Write out the stretch of the post on life after the last kid leaves for college from "I love my kids." through "I’m not sure.", word for word.

═══ SELECTED EXTRACT ═══

The Day After Our Last Kid Leaves For College

I love my kids. Every single moment I have with them as they grow is a gift. I feel it necessary to begin this post, with the title it has, with that disclaimer. Especially after you read the rest below. Perhaps beginning with a small disclaimer will cut down on the email or comments I may get reminding me to cherish every moment I have of their childhood. Don’t worry, I do. But sometimes, we dream!

Secluded location by the sea.

It may have been the moment, last week, when I was nearing a complete breakdown due to the high volume of ear-piercing screeching, screaming and running through our house, or finding my wife mumbling and rocking back and forth, with a blank stare, alone in a corner, that prompted the idea for this post. I’m not sure.

Whatever it was (loud crashes through the house, someone waking us up every hour during the night, pee everywhere in the bathroom but the toilet bowl, no food in the pantry because our pre-teens have bottomless pits for stomachs, or the endless mountains of dirty laundry), I decided I would write down some of the glorious things my wife and I are going to do the day after our last kid leaves for college:

(In no particular order)

═══ DATASET RECORDS ═══

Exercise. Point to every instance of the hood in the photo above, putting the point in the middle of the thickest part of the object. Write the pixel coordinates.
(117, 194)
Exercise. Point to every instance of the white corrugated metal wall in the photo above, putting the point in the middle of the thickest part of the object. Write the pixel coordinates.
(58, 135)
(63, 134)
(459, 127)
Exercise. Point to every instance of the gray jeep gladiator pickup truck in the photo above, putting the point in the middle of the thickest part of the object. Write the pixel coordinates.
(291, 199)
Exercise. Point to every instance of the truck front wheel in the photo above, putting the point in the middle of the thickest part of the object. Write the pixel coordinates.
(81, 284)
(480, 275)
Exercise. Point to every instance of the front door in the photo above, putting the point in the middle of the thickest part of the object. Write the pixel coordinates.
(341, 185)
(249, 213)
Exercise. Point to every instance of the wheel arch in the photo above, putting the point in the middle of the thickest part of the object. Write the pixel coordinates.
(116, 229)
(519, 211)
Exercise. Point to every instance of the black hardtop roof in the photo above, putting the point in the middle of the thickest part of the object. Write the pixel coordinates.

═══

### THE RESULT
I love my kids. Every single moment I have with them as they grow is a gift. I feel it necessary to begin this post, with the title it has, with that disclaimer. Especially after you read the rest below. Perhaps beginning with a small disclaimer will cut down on the email or comments I may get reminding me to cherish every moment I have of their childhood. Don’t worry, I do. But sometimes, we dream!

Secluded location by the sea.

It may have been the moment, last week, when I was nearing a complete breakdown due to the high volume of ear-piercing screeching, screaming and running through our house, or finding my wife mumbling and rocking back and forth, with a blank stare, alone in a corner, that prompted the idea for this post. I’m not sure.